# Good idea, or a bad idea?



## Boromir (Jul 4, 2003)

I was thinking the other day, that what if Christopher Tolkien wrote some side storys to The Lord Of The Rings, 

like in the sixty years in between the Hobbit and LOTR. He could write side storys, like in The Fellowship Of The Ring when Gandalf was gone like for 17 years or however many it was, Or he could write about when Boromir was travelling to Rivendell.


So, just tell me if you think it's a good idea or a bad idea.


----------



## BlackCaptain (Jul 4, 2003)

U know what? That is the most brilliant idea I have ever heard. But I think CT was just for editing his fathers works... not altering it. He tried to stay as far away as possible from changing anything of his fathers, unless it was grammar and punctuation and that stuff...

A great idea none-the-less


----------



## Boromir (Jul 5, 2003)

Thanks, and you've got a good point.


----------



## Beleg (Jul 5, 2003)

It would be like Fanfiction in a sense. 
Scholar do C.T is, I don't think he has the rich imagination and amazing writing skills that his father possessed. 
I am not sure this is a great idea. 
But Oh well.


----------



## Aglarthalion (Jul 6, 2003)

That idea sounds nice in theory, but I have to agree with Beleg_strongbow	in saying that Christopher would not have the writing skills needed to be able to live up to the standard set by his father's work. 

No doubt that any effort by Christopher to supplement LotR through various means (side tales, or continuation of any strands of the plot of LotR) would be very admirable. But somehow I think he would be detracting from his father's work if he (Christopher) attempted to do so. ;/


----------



## BlackCaptain (Jul 6, 2003)

I don't think it's that he doesnt have the skills... More just the fact that he didn't have the mindset of his father, and wouldn't really know what to write about. I'm sure C.T. could write some REALLY good stories, but Non-Arda related


----------

* [Entries shown]
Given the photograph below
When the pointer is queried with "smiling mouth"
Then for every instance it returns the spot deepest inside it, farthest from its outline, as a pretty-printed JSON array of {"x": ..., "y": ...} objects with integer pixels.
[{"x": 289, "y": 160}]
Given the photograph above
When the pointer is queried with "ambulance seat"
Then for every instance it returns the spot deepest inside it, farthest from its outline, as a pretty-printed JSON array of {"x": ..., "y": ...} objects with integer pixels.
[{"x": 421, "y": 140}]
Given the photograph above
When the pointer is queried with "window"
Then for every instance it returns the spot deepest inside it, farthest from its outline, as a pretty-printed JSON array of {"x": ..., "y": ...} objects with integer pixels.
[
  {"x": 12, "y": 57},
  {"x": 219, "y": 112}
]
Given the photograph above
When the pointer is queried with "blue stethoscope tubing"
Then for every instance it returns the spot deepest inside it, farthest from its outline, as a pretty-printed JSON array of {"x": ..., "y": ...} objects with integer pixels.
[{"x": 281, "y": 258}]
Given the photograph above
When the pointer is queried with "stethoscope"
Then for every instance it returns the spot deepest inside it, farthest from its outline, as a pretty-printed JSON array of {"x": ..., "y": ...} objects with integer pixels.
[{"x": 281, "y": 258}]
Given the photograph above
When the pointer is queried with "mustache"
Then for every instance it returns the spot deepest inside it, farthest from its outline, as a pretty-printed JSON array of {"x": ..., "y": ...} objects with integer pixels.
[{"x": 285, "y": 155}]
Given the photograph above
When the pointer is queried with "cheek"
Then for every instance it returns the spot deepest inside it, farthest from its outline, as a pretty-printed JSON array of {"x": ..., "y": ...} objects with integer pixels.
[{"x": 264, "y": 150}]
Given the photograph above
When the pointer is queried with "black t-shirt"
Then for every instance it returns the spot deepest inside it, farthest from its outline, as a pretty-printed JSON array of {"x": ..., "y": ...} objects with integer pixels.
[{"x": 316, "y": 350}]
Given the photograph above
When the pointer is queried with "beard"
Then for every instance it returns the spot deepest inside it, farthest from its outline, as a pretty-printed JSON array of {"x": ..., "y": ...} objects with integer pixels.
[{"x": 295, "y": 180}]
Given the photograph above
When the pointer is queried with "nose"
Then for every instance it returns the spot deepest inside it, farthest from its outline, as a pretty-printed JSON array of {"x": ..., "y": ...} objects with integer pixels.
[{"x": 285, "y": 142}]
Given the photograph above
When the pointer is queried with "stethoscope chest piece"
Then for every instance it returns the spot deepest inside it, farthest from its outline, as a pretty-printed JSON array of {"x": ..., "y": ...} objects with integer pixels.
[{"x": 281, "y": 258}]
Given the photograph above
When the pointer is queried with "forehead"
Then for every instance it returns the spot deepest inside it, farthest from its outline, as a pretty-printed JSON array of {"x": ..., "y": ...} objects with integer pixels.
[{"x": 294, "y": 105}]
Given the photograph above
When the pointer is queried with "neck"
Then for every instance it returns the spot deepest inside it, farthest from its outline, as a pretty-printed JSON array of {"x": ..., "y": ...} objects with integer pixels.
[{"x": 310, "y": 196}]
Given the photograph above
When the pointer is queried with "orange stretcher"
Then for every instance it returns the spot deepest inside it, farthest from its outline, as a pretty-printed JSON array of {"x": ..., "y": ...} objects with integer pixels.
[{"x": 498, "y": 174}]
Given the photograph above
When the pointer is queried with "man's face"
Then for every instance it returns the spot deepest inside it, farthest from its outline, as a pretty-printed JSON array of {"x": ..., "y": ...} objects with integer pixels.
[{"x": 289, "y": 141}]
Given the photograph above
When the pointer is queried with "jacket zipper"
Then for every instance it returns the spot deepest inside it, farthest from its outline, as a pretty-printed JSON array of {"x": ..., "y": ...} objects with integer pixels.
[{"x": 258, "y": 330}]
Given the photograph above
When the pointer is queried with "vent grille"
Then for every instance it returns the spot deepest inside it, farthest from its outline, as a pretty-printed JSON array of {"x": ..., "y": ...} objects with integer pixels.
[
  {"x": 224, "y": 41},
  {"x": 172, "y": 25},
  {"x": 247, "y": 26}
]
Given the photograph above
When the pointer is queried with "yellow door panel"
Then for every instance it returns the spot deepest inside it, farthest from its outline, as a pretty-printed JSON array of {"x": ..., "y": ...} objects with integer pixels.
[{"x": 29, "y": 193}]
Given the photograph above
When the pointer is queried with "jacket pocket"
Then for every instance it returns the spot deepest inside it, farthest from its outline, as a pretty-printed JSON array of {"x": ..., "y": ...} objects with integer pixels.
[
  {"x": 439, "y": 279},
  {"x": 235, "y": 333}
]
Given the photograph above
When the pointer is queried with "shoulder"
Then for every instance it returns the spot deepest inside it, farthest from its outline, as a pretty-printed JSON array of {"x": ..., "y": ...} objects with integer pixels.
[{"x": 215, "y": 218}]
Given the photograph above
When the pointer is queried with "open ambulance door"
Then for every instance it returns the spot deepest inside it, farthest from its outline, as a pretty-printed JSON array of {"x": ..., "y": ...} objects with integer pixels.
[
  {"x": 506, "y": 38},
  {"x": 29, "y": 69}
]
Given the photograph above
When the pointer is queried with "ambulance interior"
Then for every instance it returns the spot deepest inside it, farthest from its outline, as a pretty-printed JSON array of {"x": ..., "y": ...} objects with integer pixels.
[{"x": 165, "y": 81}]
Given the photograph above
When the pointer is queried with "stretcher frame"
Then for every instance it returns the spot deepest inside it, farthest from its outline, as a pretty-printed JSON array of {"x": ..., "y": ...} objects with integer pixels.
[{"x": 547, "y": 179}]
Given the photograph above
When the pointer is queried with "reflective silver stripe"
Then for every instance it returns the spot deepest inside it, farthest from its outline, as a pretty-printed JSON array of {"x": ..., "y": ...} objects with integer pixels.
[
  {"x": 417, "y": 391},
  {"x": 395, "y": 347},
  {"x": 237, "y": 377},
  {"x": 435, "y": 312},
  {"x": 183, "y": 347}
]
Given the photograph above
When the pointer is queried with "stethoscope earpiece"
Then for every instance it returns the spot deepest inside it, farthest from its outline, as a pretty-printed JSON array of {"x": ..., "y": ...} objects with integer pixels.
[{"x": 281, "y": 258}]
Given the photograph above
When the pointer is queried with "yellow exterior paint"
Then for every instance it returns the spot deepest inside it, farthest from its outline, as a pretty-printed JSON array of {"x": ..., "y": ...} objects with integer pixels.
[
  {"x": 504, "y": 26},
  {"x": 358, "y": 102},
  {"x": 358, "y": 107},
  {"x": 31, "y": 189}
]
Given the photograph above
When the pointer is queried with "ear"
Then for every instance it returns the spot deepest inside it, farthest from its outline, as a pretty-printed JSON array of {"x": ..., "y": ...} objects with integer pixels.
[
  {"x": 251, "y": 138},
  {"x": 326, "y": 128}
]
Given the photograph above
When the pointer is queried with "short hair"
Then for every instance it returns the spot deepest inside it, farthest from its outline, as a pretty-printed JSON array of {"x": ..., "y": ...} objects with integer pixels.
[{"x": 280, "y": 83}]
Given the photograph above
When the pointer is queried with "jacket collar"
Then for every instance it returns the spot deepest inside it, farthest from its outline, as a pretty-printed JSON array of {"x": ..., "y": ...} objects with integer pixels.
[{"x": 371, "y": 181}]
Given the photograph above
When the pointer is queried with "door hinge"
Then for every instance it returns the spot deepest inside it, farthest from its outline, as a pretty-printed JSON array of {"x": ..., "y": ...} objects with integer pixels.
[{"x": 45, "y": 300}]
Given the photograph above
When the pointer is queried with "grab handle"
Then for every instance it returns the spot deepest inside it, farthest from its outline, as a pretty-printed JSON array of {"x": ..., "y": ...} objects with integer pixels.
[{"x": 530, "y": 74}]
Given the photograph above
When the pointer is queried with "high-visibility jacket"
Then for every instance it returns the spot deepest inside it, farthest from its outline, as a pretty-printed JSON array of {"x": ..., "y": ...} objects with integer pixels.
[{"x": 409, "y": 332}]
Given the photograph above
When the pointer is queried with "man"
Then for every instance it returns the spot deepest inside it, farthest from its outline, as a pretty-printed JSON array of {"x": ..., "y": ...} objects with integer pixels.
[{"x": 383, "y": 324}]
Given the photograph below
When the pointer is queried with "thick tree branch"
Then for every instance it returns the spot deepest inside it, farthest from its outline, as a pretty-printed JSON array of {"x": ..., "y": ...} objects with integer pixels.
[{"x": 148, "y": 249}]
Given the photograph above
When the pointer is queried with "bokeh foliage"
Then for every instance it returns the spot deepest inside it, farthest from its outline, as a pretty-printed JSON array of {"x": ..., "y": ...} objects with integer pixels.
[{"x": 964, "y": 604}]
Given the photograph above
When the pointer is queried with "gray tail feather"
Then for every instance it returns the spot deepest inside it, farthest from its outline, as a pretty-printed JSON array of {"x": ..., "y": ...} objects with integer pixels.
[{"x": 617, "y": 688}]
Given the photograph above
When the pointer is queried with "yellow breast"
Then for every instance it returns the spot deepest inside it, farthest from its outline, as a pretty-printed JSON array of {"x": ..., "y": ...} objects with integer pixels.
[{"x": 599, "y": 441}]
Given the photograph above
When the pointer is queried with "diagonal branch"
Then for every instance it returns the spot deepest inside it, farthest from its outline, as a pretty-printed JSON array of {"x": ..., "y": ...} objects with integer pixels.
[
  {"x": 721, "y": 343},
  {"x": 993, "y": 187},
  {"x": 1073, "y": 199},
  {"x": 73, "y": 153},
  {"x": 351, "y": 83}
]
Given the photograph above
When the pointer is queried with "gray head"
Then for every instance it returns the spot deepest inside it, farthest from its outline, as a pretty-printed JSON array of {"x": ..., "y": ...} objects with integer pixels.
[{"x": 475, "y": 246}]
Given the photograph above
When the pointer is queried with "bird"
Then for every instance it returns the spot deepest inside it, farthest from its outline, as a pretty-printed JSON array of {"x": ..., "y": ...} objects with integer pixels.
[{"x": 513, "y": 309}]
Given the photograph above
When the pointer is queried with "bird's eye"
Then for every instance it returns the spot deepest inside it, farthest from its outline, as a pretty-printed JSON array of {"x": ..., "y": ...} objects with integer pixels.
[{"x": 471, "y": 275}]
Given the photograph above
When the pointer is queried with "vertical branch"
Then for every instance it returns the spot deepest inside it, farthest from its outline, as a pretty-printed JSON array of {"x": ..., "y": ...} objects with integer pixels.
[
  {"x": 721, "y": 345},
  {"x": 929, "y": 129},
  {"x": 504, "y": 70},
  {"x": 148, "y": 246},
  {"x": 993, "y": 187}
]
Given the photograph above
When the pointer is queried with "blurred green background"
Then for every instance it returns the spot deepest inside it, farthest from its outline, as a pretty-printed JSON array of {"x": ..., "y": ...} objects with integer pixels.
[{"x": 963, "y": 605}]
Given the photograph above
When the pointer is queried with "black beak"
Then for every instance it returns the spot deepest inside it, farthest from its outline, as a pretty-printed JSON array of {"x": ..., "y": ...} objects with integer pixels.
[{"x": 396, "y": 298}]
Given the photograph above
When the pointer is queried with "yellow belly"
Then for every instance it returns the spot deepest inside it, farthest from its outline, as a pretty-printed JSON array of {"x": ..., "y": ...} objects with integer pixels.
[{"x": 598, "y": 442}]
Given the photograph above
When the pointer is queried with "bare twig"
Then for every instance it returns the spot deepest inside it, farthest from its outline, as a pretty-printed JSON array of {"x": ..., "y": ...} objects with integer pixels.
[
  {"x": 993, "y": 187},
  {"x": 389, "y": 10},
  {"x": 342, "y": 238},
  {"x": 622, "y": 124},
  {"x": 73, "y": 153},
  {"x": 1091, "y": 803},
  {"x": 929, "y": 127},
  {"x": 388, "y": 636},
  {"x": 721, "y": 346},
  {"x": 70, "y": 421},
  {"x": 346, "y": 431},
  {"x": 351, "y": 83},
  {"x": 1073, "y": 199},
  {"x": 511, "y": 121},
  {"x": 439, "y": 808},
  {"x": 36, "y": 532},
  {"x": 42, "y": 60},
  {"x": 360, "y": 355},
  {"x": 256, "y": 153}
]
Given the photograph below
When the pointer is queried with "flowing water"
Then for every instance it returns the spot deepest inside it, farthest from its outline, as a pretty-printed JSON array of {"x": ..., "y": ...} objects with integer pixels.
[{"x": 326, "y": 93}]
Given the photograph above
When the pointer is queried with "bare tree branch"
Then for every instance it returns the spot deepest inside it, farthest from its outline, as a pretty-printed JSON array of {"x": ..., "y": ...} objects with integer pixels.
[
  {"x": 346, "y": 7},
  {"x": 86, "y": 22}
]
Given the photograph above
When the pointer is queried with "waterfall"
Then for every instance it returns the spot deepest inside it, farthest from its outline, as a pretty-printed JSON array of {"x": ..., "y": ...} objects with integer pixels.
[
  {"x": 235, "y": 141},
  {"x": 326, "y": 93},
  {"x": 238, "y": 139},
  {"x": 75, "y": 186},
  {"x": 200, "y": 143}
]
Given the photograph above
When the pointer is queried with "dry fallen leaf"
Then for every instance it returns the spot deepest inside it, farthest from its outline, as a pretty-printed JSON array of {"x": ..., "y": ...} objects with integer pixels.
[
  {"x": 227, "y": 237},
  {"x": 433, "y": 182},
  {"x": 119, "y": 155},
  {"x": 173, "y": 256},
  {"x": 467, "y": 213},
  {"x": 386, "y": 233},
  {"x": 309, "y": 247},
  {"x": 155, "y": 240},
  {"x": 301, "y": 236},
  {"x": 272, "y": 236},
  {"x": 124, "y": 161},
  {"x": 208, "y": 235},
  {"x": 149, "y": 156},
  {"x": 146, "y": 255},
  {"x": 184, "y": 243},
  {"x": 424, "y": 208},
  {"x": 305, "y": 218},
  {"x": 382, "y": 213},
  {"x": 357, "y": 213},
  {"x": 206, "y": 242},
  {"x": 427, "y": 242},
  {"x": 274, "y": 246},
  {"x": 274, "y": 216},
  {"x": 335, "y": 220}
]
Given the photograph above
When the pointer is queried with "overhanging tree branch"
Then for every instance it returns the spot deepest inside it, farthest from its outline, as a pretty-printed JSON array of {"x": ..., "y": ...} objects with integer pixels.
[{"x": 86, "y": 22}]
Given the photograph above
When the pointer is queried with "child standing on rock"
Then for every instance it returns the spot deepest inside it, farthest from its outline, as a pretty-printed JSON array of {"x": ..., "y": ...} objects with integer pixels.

* [Given task] Using the forum thread titled "Good idea, or a bad idea?", decide whether each statement below agrees with the text, answering yes or no and quoting the deciding words: (a) BlackCaptain says Christopher Tolkien avoided changing his father's works beyond matters like grammar and punctuation; (b) Aglarthalion disagrees with Beleg about Christopher's writing skills; (c) in his second post, BlackCaptain says Christopher lacks the skills to write such stories.

* [Solution for this exercise]
(a) Yes: "He tried to stay as far away as possible from changing anything of his fathers, unless it was grammar and punctuation and that stuff..."
(b) No: "I have to agree with Beleg_strongbow"
(c) No: "I don't think it's that he doesnt have the skills..."